» **Instruction**:
Render the data below as a JSON list of strings, one string per line, with blank lines left out.
::::::::
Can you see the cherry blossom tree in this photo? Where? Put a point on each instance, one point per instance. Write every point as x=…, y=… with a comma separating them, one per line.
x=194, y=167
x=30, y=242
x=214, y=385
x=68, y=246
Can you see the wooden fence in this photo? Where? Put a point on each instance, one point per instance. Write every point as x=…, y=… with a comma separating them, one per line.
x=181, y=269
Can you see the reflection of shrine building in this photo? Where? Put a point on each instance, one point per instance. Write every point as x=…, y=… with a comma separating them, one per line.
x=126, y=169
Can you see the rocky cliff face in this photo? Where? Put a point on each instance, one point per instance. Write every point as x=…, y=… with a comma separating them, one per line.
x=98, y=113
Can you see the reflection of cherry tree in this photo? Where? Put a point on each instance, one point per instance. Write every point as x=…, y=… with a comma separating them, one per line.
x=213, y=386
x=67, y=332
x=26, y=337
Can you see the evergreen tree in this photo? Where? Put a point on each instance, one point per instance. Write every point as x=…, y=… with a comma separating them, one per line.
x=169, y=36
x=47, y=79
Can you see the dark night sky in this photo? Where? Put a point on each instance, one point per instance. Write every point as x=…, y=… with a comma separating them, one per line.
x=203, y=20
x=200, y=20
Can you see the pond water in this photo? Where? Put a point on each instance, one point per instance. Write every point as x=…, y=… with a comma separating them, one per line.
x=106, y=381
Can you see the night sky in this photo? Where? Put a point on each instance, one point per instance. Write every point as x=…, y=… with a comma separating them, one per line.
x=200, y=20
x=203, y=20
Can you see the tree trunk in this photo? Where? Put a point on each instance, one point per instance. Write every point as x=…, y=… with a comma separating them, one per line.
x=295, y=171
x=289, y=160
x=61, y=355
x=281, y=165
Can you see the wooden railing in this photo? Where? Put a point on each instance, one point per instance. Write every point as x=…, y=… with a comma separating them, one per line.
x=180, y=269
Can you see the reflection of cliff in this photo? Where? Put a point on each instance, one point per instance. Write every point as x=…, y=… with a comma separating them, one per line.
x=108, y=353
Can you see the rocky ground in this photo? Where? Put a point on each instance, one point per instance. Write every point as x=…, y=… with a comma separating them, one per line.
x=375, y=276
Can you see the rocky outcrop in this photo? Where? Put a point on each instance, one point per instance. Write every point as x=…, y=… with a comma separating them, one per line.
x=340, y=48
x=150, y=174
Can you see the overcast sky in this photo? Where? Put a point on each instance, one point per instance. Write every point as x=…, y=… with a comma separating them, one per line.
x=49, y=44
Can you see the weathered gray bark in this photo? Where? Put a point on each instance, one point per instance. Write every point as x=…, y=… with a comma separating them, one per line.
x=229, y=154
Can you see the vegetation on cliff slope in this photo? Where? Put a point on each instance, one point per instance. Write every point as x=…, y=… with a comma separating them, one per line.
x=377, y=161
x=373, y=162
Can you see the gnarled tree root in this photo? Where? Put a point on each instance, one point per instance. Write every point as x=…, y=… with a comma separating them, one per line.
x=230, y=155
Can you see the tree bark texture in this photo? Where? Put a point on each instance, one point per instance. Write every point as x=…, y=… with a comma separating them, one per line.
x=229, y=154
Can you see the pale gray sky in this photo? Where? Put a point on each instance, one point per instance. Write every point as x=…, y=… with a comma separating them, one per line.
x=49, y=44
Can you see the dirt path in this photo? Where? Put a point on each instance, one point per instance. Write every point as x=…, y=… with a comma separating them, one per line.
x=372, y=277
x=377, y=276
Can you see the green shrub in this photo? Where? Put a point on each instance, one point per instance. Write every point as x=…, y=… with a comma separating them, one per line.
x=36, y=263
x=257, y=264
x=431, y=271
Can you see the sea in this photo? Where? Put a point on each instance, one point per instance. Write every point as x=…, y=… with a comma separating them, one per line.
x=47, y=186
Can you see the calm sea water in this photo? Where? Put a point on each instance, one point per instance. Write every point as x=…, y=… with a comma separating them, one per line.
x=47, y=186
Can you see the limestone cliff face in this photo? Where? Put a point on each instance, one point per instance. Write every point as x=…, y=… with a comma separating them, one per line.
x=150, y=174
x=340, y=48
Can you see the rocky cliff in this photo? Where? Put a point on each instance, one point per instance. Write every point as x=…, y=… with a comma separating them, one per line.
::::::::
» **Correct result**:
[
  "Can you see the cherry blossom tree in this photo? Where? Put a point on each instance, one point per instance. Write every point as x=…, y=… with a comma separating them, one per line.",
  "x=194, y=167",
  "x=30, y=242",
  "x=214, y=385",
  "x=68, y=246",
  "Can you see the wooden fence in this photo? Where? Put a point on each instance, one point per instance. Write every point as x=…, y=… with a comma separating them, one per line.",
  "x=181, y=269",
  "Can you see the reflection of shrine building in this photo? Where? Put a point on each instance, one point per instance. Write every point as x=…, y=… with a comma separating them, one per line.",
  "x=126, y=169",
  "Can you see the rocky cliff face in this photo? Where? Put a point on each instance, one point per instance. Write every point as x=…, y=… with a comma separating them, one per line.",
  "x=98, y=113",
  "Can you see the reflection of cherry tree in this photo? Where? Put a point on each instance, one point per instance. Write every point as x=…, y=… with a comma separating them, one per line.",
  "x=213, y=386",
  "x=67, y=332",
  "x=26, y=337",
  "Can you see the evergreen tree in this photo? Where? Put a point on each instance, one point per instance. Write every point as x=…, y=… with a comma separating them, one per line.",
  "x=169, y=36",
  "x=47, y=79",
  "Can you see the dark night sky in this photo? Where? Put a point on each instance, one point per instance. Write every point as x=…, y=… with a comma separating them, one per line.",
  "x=203, y=20",
  "x=200, y=20",
  "Can you see the pond water in this photo? Where? Put a point on each instance, one point per instance. Write every point as x=…, y=… with a comma separating them, one per line.",
  "x=106, y=381",
  "Can you see the night sky in this photo? Where? Put a point on each instance, one point per instance. Write every point as x=…, y=… with a comma separating them, one per line.",
  "x=200, y=20",
  "x=203, y=20",
  "Can you see the tree trunk in this photo? Where? Put a point on each instance, one point per instance. Write every point as x=…, y=… with a comma separating them, one per line.",
  "x=295, y=171",
  "x=289, y=160",
  "x=61, y=355",
  "x=281, y=165",
  "Can you see the wooden railing in this photo? Where? Put a point on each instance, one point per instance. Write every point as x=…, y=… with a comma separating them, one per line.",
  "x=180, y=269",
  "Can you see the reflection of cliff in this photo? Where? Put a point on each instance, one point per instance. Write every point as x=…, y=… with a comma separating them, one per line.",
  "x=108, y=353",
  "Can you see the rocky ground in this photo? Where? Put a point on each instance, one point per instance. Write every point as x=…, y=… with a comma separating them, one per line.",
  "x=375, y=276",
  "Can you see the rocky outcrop in this photo? Where? Put a point on each instance, one point per instance. Write every point as x=…, y=… with a comma separating them, one per line.",
  "x=340, y=48",
  "x=150, y=174",
  "Can you see the overcast sky in this photo? Where? Put a point on each instance, one point per instance. Write every point as x=…, y=… with a comma separating them, one per line.",
  "x=49, y=44",
  "Can you see the weathered gray bark in this photo? Where? Put a point on each instance, one point per instance. Write every point as x=…, y=… with a comma separating them, one per line.",
  "x=229, y=154",
  "Can you see the vegetation on cliff slope in this photo? Where? Put a point on each instance, one point per instance. Write every point as x=…, y=… with a comma separating them, one per line.",
  "x=377, y=161",
  "x=373, y=162",
  "Can you see the gnarled tree root in this photo? Where? Put a point on each instance, one point per instance. Write every point as x=…, y=… with a comma separating them, one per line.",
  "x=230, y=155",
  "Can you see the tree bark texture in this photo? Where? Put a point on each instance, one point per instance. Write every point as x=…, y=… with a comma separating them, one per line.",
  "x=229, y=154",
  "Can you see the pale gray sky in this photo? Where? Put a point on each instance, one point per instance. Write every point as x=…, y=… with a comma separating them, one per line.",
  "x=49, y=44",
  "Can you see the dirt path in this photo? Where? Put a point on each instance, one point per instance. Write every point as x=…, y=… with a comma separating them, one per line.",
  "x=372, y=277",
  "x=377, y=276",
  "Can you see the green shrub in this photo? Where? Put a point on each instance, one point per instance. Write every point as x=…, y=… with a comma separating them, one per line.",
  "x=36, y=263",
  "x=257, y=264",
  "x=431, y=271",
  "Can you see the sea in this photo? Where? Put a point on each instance, one point per instance. Write every point as x=…, y=… with a comma separating them, one per line.",
  "x=47, y=186",
  "Can you see the calm sea water in this photo? Where? Put a point on each instance, one point per instance. Write every point as x=…, y=… with a comma separating them, one per line.",
  "x=47, y=186",
  "Can you see the limestone cliff face in this photo? Where? Put a point on each instance, one point per instance. Write every point as x=…, y=… with a comma separating them, one per line.",
  "x=150, y=174",
  "x=340, y=48",
  "Can you see the rocky cliff in this photo? Where? Put a point on each instance, one point per instance. Write every point as x=…, y=… with a comma separating them, one per line."
]